As it has done many times across the world, the US then attempted to impose its version of a liberal democracy on Iraq. It has repeatedly failed in these projects, from Africa to Afghanistan, and it failed here, too. The usual manner in which the US goes about to achieve these ambitions is to unearth an US-based expatriate or two from the country that is the regime change target, send them back to their homeland as political leaders and throw in a few billions of dollars.

Most of the time, this has been a recipe for disaster. The expat, who may fled his homeland decades ago, may no longer be in touch with the grassroot realities and is almost inevitably viewed by his countrymen as a Washington yes-man. The dollars immediately lead to extreme corruption, with officials of the newly installed administration and private contractors — both American and local — forming unholy alliances at the cost of the common people. Closer home, we have seen that happen with terrible costs in Afghanistan.

Also, in a truly ill-advised move, the US barred the long-ruling Ba’ath Party, which had been led by Saddam Hussein, from taking part in elections, thus creating a political vacuum. It also led to widespread sectorial violence between the Shias and the Sunnis. The first post-war election was won by an electoral coalition cobbled together by the Americans out of mostly Shia groups, whose militia proceeded immediately to act against the Sunnis. Thousands of Sunnis were turned into refugees in their own land. The Ba’ath Party, originally dominated by Shias but which, over the decades, had become Sunni majority, had essentially been a somewhat secular force that rated its “Arab identity” above divisions within Islam.

## Data listing
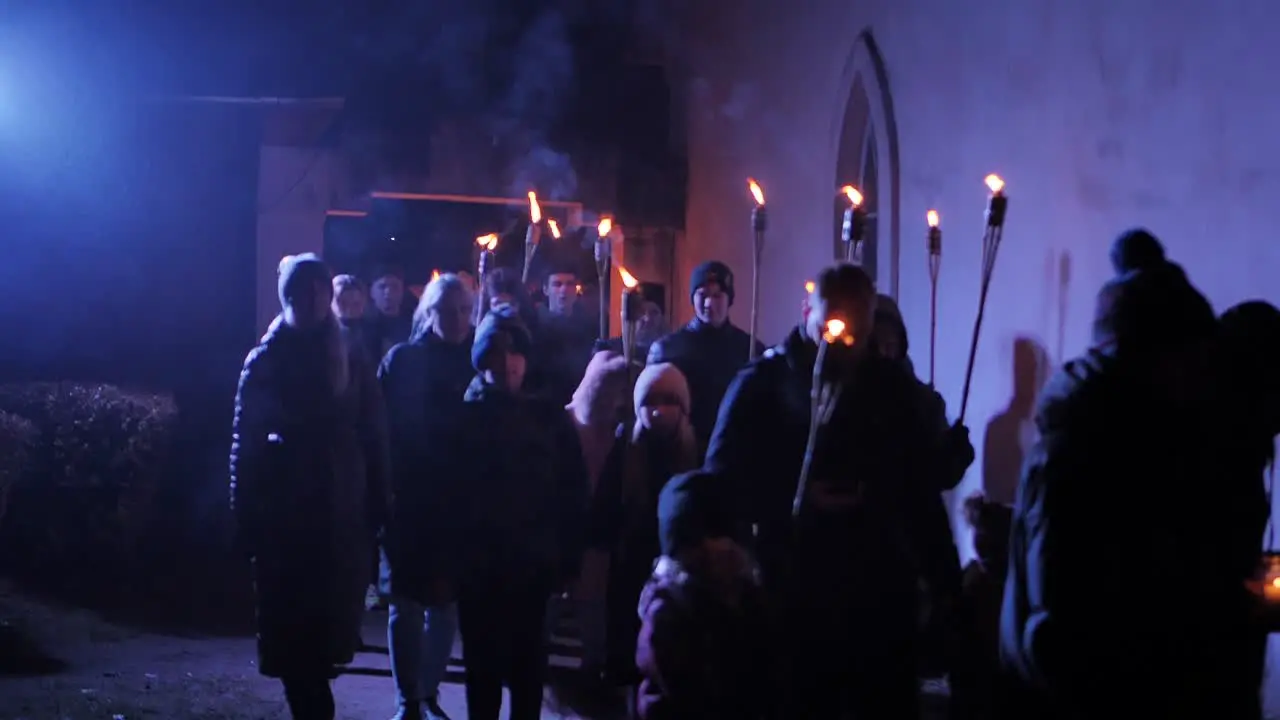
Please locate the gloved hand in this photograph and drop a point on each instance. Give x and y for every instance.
(960, 449)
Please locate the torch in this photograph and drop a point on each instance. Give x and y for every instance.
(602, 272)
(759, 222)
(853, 229)
(935, 247)
(822, 401)
(533, 235)
(996, 208)
(632, 308)
(487, 244)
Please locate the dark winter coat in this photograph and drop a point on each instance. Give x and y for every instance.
(877, 441)
(309, 486)
(424, 382)
(702, 652)
(383, 332)
(709, 358)
(976, 671)
(524, 511)
(1123, 575)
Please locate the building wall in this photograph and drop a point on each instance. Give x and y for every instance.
(1100, 115)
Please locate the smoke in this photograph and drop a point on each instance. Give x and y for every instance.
(542, 83)
(506, 65)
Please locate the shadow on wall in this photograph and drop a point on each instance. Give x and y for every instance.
(1011, 431)
(1064, 283)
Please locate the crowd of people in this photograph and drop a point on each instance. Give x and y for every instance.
(496, 454)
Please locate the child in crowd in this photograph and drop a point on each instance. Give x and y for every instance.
(521, 519)
(977, 666)
(702, 648)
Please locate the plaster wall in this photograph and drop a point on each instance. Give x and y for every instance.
(1100, 115)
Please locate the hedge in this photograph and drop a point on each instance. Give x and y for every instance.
(82, 475)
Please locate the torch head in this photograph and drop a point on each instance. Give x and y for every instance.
(842, 306)
(935, 233)
(535, 210)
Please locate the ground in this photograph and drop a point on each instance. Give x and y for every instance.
(105, 670)
(117, 673)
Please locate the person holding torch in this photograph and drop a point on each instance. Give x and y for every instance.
(824, 447)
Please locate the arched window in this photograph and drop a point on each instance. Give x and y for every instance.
(865, 141)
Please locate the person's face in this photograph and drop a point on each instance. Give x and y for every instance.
(988, 546)
(311, 304)
(711, 304)
(350, 305)
(452, 317)
(561, 291)
(507, 370)
(661, 414)
(858, 317)
(503, 299)
(649, 326)
(388, 292)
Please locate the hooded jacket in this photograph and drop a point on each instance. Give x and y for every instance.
(1110, 506)
(877, 440)
(709, 358)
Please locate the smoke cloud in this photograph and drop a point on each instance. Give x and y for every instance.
(508, 65)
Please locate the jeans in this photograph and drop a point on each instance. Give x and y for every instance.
(420, 641)
(310, 697)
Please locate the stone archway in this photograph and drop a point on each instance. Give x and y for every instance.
(865, 149)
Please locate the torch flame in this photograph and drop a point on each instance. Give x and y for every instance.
(855, 197)
(535, 210)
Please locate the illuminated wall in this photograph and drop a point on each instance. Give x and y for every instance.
(1101, 115)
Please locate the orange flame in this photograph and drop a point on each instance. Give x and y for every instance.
(535, 210)
(854, 196)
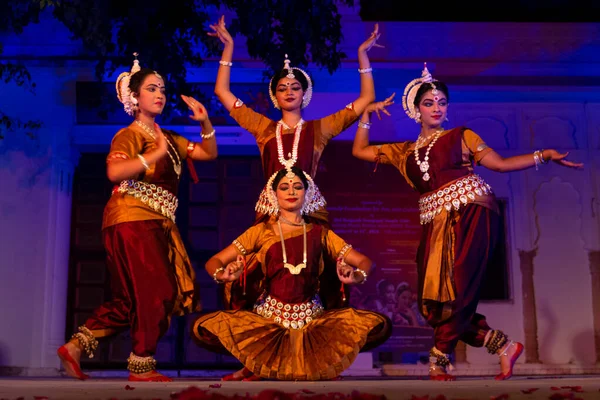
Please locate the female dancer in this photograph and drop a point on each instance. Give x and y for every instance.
(290, 335)
(459, 215)
(289, 141)
(152, 277)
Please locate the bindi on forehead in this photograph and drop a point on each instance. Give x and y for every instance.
(288, 83)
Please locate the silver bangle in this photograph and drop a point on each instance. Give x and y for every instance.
(537, 158)
(144, 162)
(220, 269)
(208, 135)
(363, 273)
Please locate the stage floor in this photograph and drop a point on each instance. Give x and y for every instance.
(465, 388)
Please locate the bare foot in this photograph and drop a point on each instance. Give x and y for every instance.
(152, 376)
(437, 373)
(508, 357)
(238, 375)
(70, 355)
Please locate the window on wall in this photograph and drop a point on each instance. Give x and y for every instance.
(478, 11)
(496, 282)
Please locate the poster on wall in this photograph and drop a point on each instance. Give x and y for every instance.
(376, 211)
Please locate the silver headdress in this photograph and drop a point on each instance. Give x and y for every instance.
(410, 91)
(122, 86)
(307, 94)
(267, 201)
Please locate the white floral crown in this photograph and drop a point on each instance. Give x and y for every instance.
(122, 87)
(410, 92)
(267, 201)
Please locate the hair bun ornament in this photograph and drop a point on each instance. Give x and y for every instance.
(410, 92)
(122, 87)
(291, 75)
(267, 201)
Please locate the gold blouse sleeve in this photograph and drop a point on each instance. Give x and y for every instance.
(248, 242)
(250, 120)
(475, 144)
(335, 246)
(394, 154)
(181, 144)
(126, 145)
(332, 125)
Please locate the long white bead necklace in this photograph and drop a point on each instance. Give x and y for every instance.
(293, 156)
(424, 165)
(152, 133)
(294, 269)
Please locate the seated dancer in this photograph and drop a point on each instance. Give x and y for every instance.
(289, 141)
(289, 334)
(459, 215)
(152, 276)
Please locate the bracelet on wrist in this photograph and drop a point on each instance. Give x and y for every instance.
(220, 269)
(207, 135)
(363, 273)
(365, 125)
(144, 162)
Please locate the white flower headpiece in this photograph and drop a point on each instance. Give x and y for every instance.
(307, 94)
(267, 201)
(410, 91)
(122, 86)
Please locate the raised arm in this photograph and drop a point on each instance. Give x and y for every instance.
(207, 149)
(224, 74)
(361, 148)
(119, 169)
(367, 86)
(496, 162)
(226, 265)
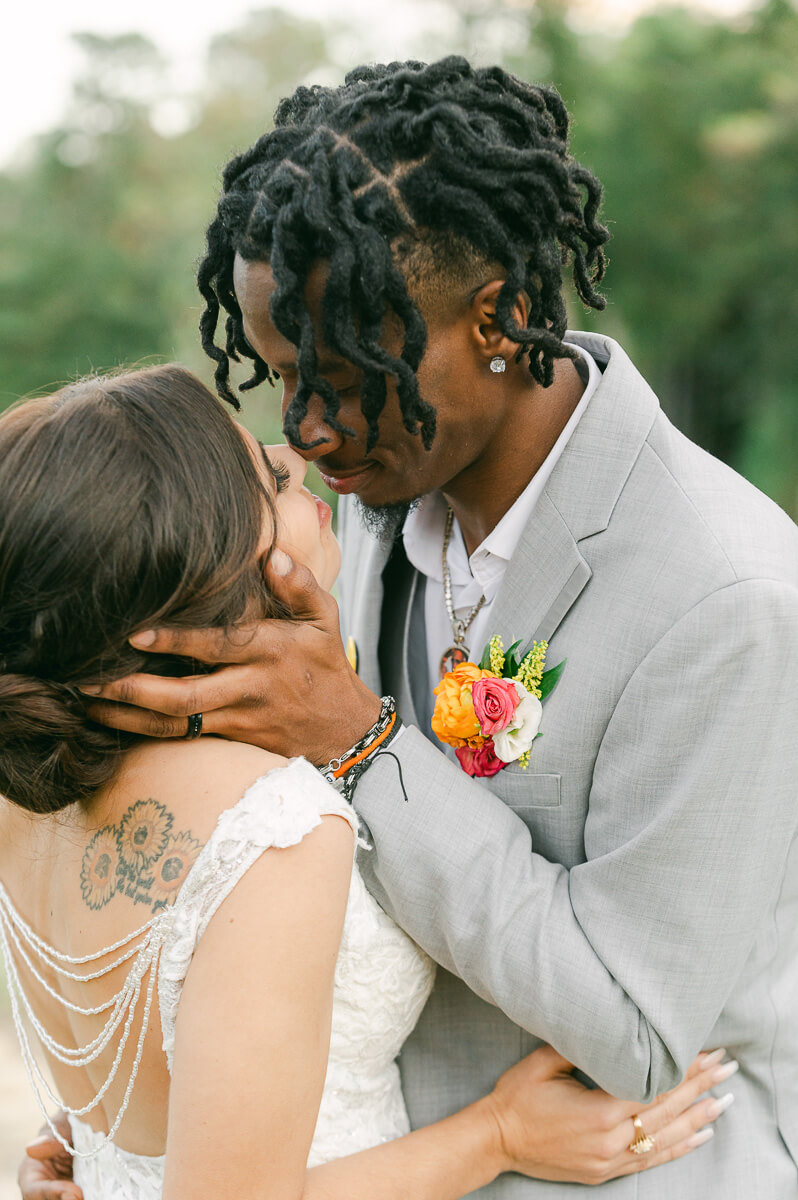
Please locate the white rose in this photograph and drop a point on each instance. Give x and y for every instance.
(522, 730)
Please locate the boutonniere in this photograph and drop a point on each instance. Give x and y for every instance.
(491, 713)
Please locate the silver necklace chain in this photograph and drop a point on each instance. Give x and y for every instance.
(460, 625)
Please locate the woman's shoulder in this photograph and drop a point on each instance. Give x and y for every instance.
(197, 785)
(196, 781)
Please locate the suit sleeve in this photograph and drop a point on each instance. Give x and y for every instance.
(624, 963)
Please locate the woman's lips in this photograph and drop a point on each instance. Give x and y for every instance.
(324, 511)
(346, 484)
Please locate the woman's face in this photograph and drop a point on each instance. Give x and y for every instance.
(304, 521)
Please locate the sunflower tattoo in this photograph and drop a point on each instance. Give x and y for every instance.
(139, 858)
(100, 869)
(143, 833)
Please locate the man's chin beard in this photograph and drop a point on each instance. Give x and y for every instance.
(384, 521)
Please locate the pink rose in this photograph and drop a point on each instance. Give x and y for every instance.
(495, 702)
(480, 762)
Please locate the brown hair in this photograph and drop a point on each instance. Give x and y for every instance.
(125, 501)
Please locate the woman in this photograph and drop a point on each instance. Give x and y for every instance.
(181, 921)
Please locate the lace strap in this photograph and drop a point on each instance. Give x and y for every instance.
(279, 810)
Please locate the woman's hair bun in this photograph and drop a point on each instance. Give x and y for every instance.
(49, 756)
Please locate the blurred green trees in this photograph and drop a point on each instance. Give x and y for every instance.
(691, 123)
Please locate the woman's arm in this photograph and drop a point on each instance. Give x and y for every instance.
(251, 1051)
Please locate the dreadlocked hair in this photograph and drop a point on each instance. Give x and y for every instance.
(406, 172)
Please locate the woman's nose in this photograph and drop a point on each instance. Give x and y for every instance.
(312, 437)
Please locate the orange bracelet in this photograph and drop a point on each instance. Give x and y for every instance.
(365, 754)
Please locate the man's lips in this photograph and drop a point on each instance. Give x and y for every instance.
(346, 481)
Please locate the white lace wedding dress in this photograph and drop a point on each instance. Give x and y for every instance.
(382, 983)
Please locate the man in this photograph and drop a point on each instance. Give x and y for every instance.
(393, 252)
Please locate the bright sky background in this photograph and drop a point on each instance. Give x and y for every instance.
(39, 60)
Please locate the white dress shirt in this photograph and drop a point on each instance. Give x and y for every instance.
(480, 574)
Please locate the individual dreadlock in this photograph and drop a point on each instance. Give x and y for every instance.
(403, 172)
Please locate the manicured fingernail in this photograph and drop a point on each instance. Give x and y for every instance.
(280, 562)
(700, 1138)
(720, 1105)
(725, 1072)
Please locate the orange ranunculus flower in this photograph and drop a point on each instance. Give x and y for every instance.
(454, 719)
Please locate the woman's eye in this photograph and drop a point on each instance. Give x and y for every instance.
(280, 471)
(282, 477)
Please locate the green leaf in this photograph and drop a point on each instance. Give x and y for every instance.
(511, 660)
(551, 678)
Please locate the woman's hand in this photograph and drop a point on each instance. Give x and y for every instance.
(553, 1128)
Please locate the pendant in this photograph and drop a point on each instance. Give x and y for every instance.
(453, 658)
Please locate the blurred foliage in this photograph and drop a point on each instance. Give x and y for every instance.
(690, 121)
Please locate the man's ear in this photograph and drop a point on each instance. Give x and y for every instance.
(489, 340)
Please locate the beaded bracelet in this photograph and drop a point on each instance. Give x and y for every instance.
(346, 771)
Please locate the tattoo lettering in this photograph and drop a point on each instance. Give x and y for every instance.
(141, 858)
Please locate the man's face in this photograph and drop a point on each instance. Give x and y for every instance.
(453, 377)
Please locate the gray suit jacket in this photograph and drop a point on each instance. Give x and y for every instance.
(633, 897)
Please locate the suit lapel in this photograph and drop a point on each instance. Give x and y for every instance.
(549, 571)
(365, 587)
(546, 575)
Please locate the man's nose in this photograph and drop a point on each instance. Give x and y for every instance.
(312, 429)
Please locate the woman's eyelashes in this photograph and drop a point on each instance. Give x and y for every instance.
(280, 472)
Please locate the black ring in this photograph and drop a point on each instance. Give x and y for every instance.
(195, 726)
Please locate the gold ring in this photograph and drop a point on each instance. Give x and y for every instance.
(642, 1144)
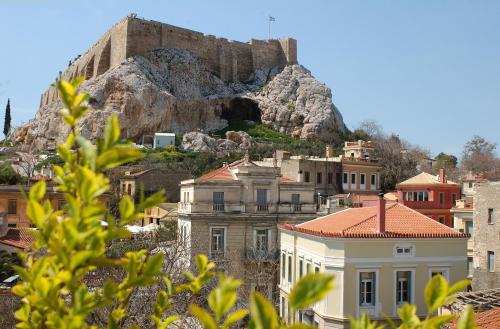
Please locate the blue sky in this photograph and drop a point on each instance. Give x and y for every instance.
(428, 71)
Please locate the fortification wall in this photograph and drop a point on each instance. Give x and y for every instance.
(230, 60)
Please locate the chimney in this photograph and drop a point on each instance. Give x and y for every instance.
(442, 176)
(3, 224)
(300, 176)
(329, 151)
(381, 213)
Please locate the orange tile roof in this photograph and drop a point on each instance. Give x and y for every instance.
(221, 174)
(21, 238)
(484, 320)
(400, 222)
(425, 179)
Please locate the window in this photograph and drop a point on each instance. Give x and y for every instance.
(262, 240)
(403, 287)
(490, 216)
(403, 250)
(218, 199)
(491, 261)
(283, 266)
(262, 200)
(289, 269)
(470, 266)
(12, 207)
(217, 241)
(296, 201)
(319, 178)
(367, 288)
(469, 227)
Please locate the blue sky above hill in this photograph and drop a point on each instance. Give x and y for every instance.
(428, 71)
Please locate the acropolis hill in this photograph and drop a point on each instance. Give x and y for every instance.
(160, 78)
(227, 59)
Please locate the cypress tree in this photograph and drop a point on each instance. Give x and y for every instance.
(6, 124)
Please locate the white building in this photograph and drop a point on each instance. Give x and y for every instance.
(163, 139)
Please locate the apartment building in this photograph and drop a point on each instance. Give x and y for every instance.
(463, 222)
(231, 214)
(355, 172)
(433, 196)
(382, 256)
(486, 239)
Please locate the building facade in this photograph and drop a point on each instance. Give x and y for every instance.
(433, 196)
(232, 213)
(355, 172)
(486, 240)
(381, 256)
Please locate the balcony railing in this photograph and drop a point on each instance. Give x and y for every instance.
(263, 207)
(262, 254)
(218, 207)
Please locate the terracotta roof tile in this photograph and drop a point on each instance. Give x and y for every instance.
(424, 179)
(401, 221)
(485, 320)
(21, 238)
(222, 173)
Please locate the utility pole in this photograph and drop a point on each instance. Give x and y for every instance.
(271, 19)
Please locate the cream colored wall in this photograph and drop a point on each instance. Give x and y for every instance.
(346, 257)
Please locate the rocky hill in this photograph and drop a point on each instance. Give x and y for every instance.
(171, 90)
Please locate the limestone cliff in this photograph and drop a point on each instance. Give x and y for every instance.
(172, 90)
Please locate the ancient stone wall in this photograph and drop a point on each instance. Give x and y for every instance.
(230, 60)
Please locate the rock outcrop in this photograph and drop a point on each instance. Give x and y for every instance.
(236, 141)
(171, 90)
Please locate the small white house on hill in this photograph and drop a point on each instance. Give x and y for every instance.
(163, 139)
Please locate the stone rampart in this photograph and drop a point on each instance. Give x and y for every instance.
(230, 60)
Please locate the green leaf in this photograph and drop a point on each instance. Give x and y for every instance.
(467, 319)
(436, 292)
(310, 289)
(234, 317)
(263, 313)
(203, 316)
(459, 286)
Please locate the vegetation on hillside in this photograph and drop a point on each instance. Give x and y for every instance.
(72, 243)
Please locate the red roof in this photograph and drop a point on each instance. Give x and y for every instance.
(21, 238)
(400, 222)
(223, 173)
(485, 320)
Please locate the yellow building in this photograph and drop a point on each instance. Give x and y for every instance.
(382, 256)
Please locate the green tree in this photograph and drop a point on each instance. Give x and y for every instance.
(72, 243)
(7, 120)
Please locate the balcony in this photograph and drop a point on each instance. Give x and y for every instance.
(219, 207)
(269, 255)
(263, 207)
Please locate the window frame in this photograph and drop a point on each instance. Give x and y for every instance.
(224, 244)
(10, 207)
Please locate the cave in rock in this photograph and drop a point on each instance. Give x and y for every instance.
(241, 109)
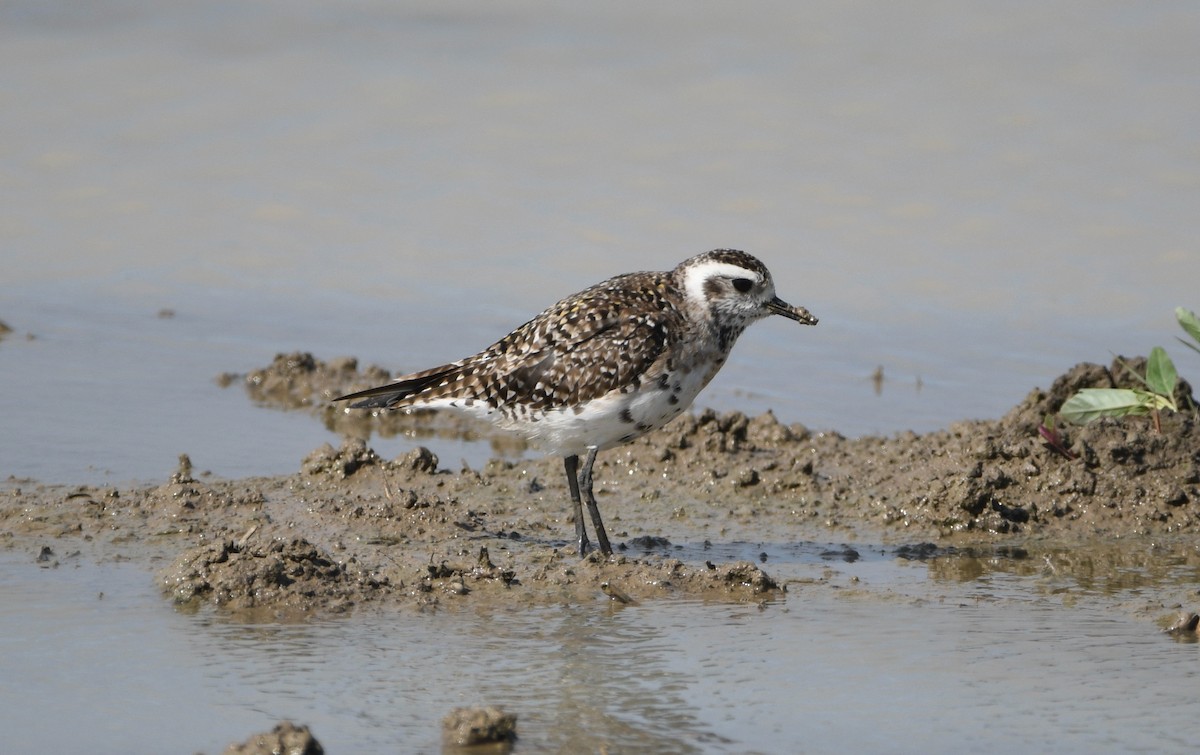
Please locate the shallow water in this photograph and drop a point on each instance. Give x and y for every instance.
(972, 197)
(95, 659)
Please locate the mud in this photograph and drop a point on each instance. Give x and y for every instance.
(351, 528)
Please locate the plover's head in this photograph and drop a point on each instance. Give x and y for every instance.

## Assignment
Extend the passage on the US effort to remake Iraq's politics, picking up right after its last sentence.

## Response area
The US compounded the problem by arresting dissident Iraqis, former Ba’athists and Islamist jehadis and putting them all together in prison camps. Though their ideologies may not have been fully aligned in the past, they made common cause now against the West. Abu Bakr al-Baghdadi, who would go on to lead the ISIS, joined Al-Qaeda when in prison. Other fronts like the Al-Nasra, an Islamist fundamentalist militia that would ignite the civil war in Syria, were also possibly formed in these American prison camps.

Released by the Americans from jail, men like these got to work, leading to both full-fledged civil war in Iraq and Syria and a multitude of random terrorist bombings. The ISIS has committed unspeakable atrocities on thousands of innocents, from driving women and even children to sex slavery and mass murder. Yes, it is now a shadow of its former self, and al-Baghdadi himself died by suicide during a US raid on his hideout in 2019. But it is a matter of debate how much of the terrorist organisation’s decline was due to US action and how much due to Russian president Vladimir Putin’s decisive military action against the ISIS in Syria between 2015 and 2017.

At one point, the ISIS controlled large parts of Iraq, though they seem to have been driven out now from most of it.

Tellingly, in an October 2015 CNN interview, Blair apologised for his “mistakes” over the Iraq war and admitted that there were “elements of truth” to the theory that the invasion helped promote the rise of the IS.

The US ambition of creation of a “liberal international order”, wrote John J Mersheimer in 2019, perhaps, the greatest living American expert on international relations, “was flawed from the start and thus destined to fail. The spread of liberal democracy around the globe — essential for building that order — faced strong resistance because of nationalism, which emphasises self-determination... Furthermore, in the process of helping wreck Iraq and Syria, the Bush and Obama administrations played a crucial role in creating the Islamic State of Iraq and Syria, which the United States went to war against in 2014.”

Saddam Hussein may have well been a vile autocrat, but one doubts if the lives of Iraqis have improved much in the last 20 years.

Sandipan Deb is an independent writer. Views are personal.